[[ Passage provided open ]]
Posted by: byoolin1 | October 30, 2008 2:48 PM | Report abuse

Too many TMI childbirth comments here, so forgive me if someone already said this while I was averting my eyes:

"Brangelina employ one nanny per kid" -- well, sure, it gives Brad time to defend all those firefighters being dissed for their tats. Plus, it's long-term planning. This way, when Brad and Angelina split up, they don't have to worry about attachment issues because each nanny will go with the respective custodial parent. (Genius, really -- if it weren't so inevitably sad.)

Also, who are those men kissing in the photo of the Celebritology gallery? At first I thought it was a "War of the Roses" reunion of Michael Douglas and Danny DeVito, but now the guy on the left looks like Roman Polanski and the other one like Kelsey Grammer.

Either that, or it's another photo from the Tom Cruise/Matt Lauer roast and Matt's gone a little thinner up top than I remember. Anyone?

Posted by: td_in_baltimore | October 30, 2008 3:01 PM | Report abuse

The Britney/Lindsay/Paris sitcom needs a fourth. I suggest Paris' real-life aunt, former child star Kim Richards ("Escape from Witch Mountain").

Then you can just recycle plots from "The Golden Girls" (call this one "The Golden Grrrrrls"?) and Lisa Kudrow's short-lived and underrated HBO show "The Comeback" and you're good to go for a dozen episodes easy.
[[ Passage provided closed ]]
[[ Provided information open ]]
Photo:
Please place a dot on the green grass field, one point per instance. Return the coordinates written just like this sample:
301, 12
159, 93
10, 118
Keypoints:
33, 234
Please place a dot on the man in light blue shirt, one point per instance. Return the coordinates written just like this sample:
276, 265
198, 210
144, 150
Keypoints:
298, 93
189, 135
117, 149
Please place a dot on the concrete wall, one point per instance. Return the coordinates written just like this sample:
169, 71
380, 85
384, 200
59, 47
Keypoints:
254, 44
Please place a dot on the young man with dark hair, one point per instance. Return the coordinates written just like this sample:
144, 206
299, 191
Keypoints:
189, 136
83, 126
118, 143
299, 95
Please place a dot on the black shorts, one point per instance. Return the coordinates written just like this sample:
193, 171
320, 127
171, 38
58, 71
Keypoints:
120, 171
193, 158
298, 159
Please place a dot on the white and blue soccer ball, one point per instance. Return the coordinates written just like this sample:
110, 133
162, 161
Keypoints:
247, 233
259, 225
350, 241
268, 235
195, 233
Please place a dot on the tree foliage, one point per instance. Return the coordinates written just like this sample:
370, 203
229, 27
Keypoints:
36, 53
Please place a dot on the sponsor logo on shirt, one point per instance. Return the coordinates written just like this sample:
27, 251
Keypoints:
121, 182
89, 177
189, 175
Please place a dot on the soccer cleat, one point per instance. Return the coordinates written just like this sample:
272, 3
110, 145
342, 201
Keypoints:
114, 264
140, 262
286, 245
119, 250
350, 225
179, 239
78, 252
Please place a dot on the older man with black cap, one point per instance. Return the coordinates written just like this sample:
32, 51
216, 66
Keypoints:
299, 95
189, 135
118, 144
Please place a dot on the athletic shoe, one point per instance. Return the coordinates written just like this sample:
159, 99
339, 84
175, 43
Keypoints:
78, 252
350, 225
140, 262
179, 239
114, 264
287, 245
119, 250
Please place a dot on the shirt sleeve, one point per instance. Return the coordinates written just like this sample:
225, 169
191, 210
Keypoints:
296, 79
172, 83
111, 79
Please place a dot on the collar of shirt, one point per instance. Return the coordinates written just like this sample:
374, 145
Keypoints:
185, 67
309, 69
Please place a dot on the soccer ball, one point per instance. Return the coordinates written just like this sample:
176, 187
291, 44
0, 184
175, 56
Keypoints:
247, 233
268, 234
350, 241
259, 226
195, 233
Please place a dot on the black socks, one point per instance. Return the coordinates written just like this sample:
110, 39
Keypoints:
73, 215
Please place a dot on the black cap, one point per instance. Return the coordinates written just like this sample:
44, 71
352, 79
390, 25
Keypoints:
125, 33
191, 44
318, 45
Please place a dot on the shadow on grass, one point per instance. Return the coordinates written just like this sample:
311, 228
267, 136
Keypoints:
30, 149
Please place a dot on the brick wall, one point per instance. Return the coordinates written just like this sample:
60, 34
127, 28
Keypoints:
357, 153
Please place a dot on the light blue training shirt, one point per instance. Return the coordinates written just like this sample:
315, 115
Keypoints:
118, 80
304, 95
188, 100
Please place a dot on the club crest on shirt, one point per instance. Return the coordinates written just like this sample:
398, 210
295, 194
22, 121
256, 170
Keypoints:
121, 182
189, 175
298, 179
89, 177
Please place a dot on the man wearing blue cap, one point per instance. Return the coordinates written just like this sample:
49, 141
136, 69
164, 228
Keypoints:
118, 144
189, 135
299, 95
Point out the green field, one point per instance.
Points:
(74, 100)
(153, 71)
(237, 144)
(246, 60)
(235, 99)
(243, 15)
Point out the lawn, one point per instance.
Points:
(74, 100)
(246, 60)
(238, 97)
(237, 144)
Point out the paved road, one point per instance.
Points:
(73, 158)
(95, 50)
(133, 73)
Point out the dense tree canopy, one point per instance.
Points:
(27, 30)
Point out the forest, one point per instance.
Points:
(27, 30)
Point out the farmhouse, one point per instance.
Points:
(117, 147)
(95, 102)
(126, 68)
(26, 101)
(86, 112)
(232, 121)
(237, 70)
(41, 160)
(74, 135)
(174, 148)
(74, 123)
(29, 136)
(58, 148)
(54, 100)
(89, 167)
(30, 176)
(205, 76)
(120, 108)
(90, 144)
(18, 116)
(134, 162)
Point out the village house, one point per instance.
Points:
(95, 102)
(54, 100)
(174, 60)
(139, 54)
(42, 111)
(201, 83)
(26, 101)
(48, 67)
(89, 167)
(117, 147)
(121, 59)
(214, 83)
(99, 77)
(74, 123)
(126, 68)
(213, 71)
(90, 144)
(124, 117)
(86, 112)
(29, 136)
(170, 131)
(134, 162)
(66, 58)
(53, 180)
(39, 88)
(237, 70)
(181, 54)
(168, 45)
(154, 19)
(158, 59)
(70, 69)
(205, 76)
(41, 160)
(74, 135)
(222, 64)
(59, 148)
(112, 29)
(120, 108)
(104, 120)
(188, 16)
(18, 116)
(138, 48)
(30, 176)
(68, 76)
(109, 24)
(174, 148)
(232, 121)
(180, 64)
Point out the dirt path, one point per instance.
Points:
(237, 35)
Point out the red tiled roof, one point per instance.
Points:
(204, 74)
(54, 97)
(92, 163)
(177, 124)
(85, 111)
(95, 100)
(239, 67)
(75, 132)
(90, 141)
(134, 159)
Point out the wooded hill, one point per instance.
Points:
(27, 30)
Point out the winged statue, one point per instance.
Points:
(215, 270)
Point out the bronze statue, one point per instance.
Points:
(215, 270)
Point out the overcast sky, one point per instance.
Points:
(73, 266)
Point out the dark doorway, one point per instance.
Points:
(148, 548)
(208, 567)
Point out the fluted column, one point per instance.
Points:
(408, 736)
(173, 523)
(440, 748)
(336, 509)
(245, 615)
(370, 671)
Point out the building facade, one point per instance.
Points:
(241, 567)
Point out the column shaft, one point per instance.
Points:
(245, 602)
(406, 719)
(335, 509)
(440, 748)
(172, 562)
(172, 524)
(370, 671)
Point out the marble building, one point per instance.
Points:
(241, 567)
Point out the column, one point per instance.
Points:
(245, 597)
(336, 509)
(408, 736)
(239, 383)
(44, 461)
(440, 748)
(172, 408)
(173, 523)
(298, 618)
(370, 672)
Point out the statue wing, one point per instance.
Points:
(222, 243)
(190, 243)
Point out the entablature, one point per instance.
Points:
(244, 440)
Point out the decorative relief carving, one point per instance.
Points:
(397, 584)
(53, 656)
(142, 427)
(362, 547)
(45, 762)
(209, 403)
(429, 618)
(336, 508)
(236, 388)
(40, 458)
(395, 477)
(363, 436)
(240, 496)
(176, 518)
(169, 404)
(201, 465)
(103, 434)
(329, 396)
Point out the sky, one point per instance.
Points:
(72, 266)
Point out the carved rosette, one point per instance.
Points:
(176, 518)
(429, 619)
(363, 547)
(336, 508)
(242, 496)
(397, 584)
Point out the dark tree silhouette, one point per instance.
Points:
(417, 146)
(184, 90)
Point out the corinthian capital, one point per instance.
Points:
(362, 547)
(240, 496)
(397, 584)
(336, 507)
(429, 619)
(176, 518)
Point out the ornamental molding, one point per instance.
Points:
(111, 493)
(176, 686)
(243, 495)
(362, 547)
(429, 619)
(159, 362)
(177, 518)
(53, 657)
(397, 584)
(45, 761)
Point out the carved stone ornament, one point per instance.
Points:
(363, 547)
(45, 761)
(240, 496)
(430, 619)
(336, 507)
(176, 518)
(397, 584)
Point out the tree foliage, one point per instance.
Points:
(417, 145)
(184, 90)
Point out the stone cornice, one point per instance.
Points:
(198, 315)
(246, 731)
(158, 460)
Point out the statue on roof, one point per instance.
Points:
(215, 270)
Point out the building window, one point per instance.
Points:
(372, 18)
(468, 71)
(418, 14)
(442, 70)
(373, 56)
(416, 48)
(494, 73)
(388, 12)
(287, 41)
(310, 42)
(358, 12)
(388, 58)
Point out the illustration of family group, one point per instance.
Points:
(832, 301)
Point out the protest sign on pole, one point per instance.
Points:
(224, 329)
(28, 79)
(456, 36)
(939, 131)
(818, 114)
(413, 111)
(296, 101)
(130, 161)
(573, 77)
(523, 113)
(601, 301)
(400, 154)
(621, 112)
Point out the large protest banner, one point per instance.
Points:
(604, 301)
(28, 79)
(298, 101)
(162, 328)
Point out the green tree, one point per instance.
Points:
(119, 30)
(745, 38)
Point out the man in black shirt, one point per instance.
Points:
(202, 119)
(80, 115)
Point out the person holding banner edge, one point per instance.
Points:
[[ Provided information closed ]]
Activities:
A. In the comment thread, why does the commenter call the one-nanny-per-kid arrangement "long-term planning"? Answer in one to three sentences.
B. Reproduce the comment thread word for word, starting from "Too many TMI" up to and including "so inevitably sad.)".

List of answers:
A. The commenter says that when Brad and Angelina split up, each nanny will go with the respective custodial parent. That way they won't have to worry about attachment issues.

B.
Too many TMI childbirth comments here, so forgive me if someone already said this while I was averting my eyes:

"Brangelina employ one nanny per kid" -- well, sure, it gives Brad time to defend all those firefighters being dissed for their tats. Plus, it's long-term planning. This way, when Brad and Angelina split up, they don't have to worry about attachment issues because each nanny will go with the respective custodial parent. (Genius, really -- if it weren't so inevitably sad.)